◆ Extracted entries:
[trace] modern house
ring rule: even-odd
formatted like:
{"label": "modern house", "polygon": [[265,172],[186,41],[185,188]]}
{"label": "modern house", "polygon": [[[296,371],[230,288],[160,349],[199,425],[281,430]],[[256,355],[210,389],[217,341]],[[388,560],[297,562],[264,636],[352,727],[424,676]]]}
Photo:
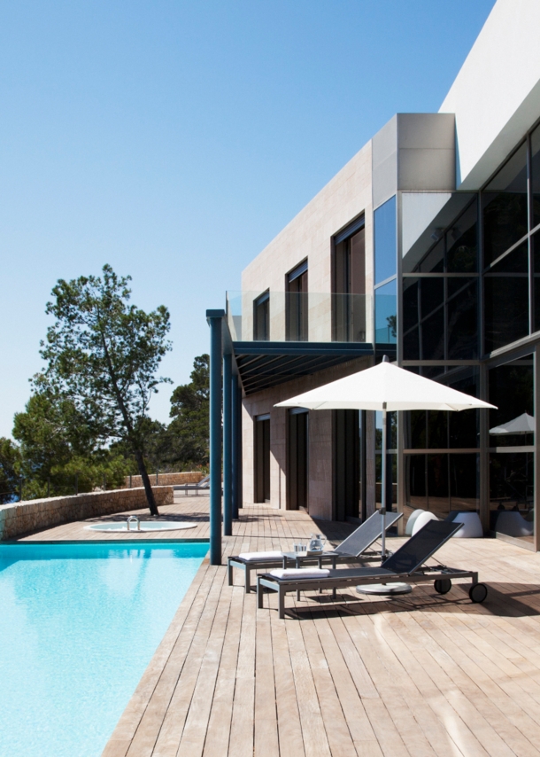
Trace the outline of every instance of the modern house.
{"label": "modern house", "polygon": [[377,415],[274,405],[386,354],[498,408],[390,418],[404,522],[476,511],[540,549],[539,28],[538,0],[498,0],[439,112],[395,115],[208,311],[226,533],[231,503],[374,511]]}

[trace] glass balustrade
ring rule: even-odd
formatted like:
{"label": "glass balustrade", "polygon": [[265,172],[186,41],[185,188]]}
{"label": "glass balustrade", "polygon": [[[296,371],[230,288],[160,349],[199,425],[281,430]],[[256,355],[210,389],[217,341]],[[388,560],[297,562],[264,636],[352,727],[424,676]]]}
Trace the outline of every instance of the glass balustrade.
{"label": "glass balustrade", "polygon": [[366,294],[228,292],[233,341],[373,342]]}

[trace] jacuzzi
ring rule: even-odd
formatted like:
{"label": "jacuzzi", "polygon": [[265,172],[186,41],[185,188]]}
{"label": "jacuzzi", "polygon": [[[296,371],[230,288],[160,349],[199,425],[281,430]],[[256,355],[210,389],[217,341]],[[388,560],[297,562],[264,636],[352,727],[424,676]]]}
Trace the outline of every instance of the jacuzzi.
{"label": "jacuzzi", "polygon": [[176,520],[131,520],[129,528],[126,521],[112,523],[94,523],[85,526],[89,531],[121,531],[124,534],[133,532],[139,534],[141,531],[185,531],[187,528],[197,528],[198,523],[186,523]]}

◆ What is needed:
Reproduce the entire listing above word for word, leaving out the picture.

◆ Worked solution:
[trace] modern house
ring rule: even-odd
formatted like:
{"label": "modern house", "polygon": [[265,172],[186,41],[185,188]]}
{"label": "modern house", "polygon": [[[296,371],[230,288],[160,349],[199,425],[281,430]],[[256,355],[210,389],[217,341]],[[388,560],[297,562],[264,636],[352,727],[424,676]]]}
Photo:
Trace the outline of every instance of the modern house.
{"label": "modern house", "polygon": [[377,415],[274,405],[386,354],[498,408],[390,418],[404,522],[476,511],[540,549],[539,28],[538,0],[498,0],[439,112],[395,115],[208,311],[226,533],[231,503],[374,511]]}

[trace] glass balustrade
ring rule: even-odd
formatted like:
{"label": "glass balustrade", "polygon": [[265,172],[186,41],[185,188]]}
{"label": "glass balustrade", "polygon": [[[296,371],[230,288],[160,349],[199,425],[281,430]],[[256,355],[210,389],[217,341]],[[388,560],[297,562],[264,636],[352,727],[424,676]]]}
Trace the outline of every instance of the glass balustrade.
{"label": "glass balustrade", "polygon": [[366,294],[228,292],[233,341],[373,342]]}

[trace] jacuzzi
ring rule: even-odd
formatted like:
{"label": "jacuzzi", "polygon": [[265,172],[186,41],[185,188]]}
{"label": "jacuzzi", "polygon": [[[296,371],[230,288],[160,349],[199,425],[281,430]],[[256,355],[210,389],[217,341]],[[388,560],[297,562],[264,636],[352,727],[424,676]]]}
Trace the outline of every instance of the jacuzzi.
{"label": "jacuzzi", "polygon": [[176,520],[131,520],[129,528],[126,521],[112,523],[94,523],[85,526],[89,531],[121,531],[124,534],[133,532],[139,534],[141,531],[185,531],[187,528],[197,528],[198,523],[186,523]]}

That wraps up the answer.